Sentenza Sentenza Cassazione Civile n. 16022 del 21/07/2011

Cassazione civile sez. lav., 21/07/2011, (ud. 23/06/2011, dep. 21/07/2011), n.16022

LA CORTE SUPREMA DI CASSAZIONE

SEZIONE LAVORO

Composta dagli Ill.mi Sigg.ri Magistrati:

Dott. FOGLIA Raffaele – Presidente –

Dott. MAISANO Giulio – Consigliere –

Dott. ZAPPIA Pietro – rel. Consigliere –

Dott. MANNA Felice – Consigliere –

Dott. MELIADO’ Giuseppe – Consigliere –

ha pronunciato la seguente:

sentenza

sul ricorso proposto da:

POSTE ITALIANE S.P.A., in persona del legale rappresentante pro

tempore, elettivamente domiciliata in ROMA, VIALE MAZZINI 134, presso

lo studio dell’avvocato FIORILLO LUIGI, rappresentata e difesa

dall’avvocato PANNONE OTTAVIO, giusta delega in atti;

– ricorrente –

contro

M.A., S.A., elettivamente domiciliati in

ROMA, VIA RENO 21, presso lo studio dell’avvocato RIZZO ROBERTO, che

li rappresenta e difende, giusta delega in atti;

– controricorrente –

avverso la sentenza n. 1881/2 006 della CORTE D’APPELLO di ROMA,

depositata il 02/08/2006 r.g.n. 1001/04;

udita la relazione della causa svolta nella pubblica udienza del

23/06/2011 dal Consigliere Dott. PIETRO ZAPPIA;

udito l’Avvocato BUTTAFOCO ANNA per delega PANNONE OTTAVIO;

udito l’Avvocato RIZZO ROBERTO;

udito il P.M. in persona del Sostituto Procuratore Generale Dott.

GAETA Pietro, che ha concluso per l’inammissibilità per S. e

M..

### Dati registrati
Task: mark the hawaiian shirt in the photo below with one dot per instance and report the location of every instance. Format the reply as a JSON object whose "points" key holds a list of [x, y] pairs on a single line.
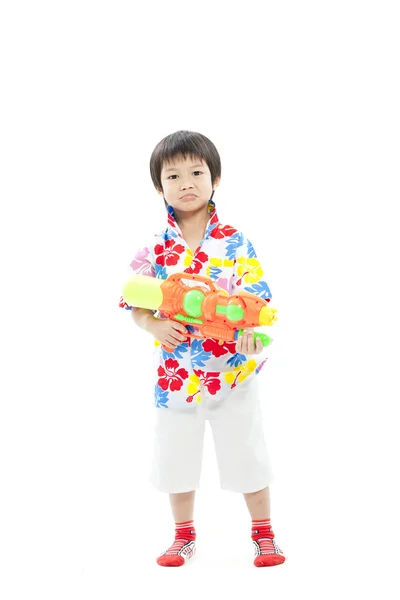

### Cosa fare
a. Puoi stampare il tratto della sentenza della Cassazione che va da "udito l’Avvocato BUTTAFOCO" fino a "Procuratore Generale Dott."?
b. Prosegui la sentenza della Cassazione a partire dalla riga successiva all'ultima riportata.

### Risposte in ordine
a.
udito l’Avvocato BUTTAFOCO ANNA per delega PANNONE OTTAVIO;

udito l’Avvocato RIZZO ROBERTO;

udito il P.M. in persona del Sostituto Procuratore Generale Dott.

b.
Fatto

Con ricorso, al Tribunale, giudice del lavoro, di Roma, regolarmente notificato, M.A., assunto dalla società Poste Italiane s.p.a. con diversi contratti a tempo determinato, il primo dal 14.10.1997 al 31.1.1998, per “esigenze eccezionali conseguenti alla fase di ristrutturazione e rimodulazione degli assetti occupazionali in corso, in ragione della graduale introduzione di nuovi processi produttivi, di sperimentazione di nuovi servizi ed in attesa dell’attuazione del progressivo e completo equilibrio sul territorio delle risorse umane”, il secondo dall’8.6.1998 al 30.9.1998 per “la necessità di espletamento del servizio in concomitanza di assenze per ferie nel periodo giugno- settembre”, ed il terzo dal 4.11.1998 al 31.1.1999 (successivamente prorogato al 31.3.1999) parimenti per esigenze eccezionali conseguenti alla fase di ristrutturazione, rilevava la illegittimità dell’apposizione del termine ai contratti in questione di talchè, essendo stata l’assunzione illegittima, i contratti si erano convertiti in contratti a tempo indeterminato. Chiedeva pertanto che, previa dichiarazione di illegittimità del termine apposto ai predetti rapporti di lavoro, fosse dichiarata l’avvenuta trasformazione degli stessi in contratto a tempo indeterminato, con condanna della società al risarcimento del danno.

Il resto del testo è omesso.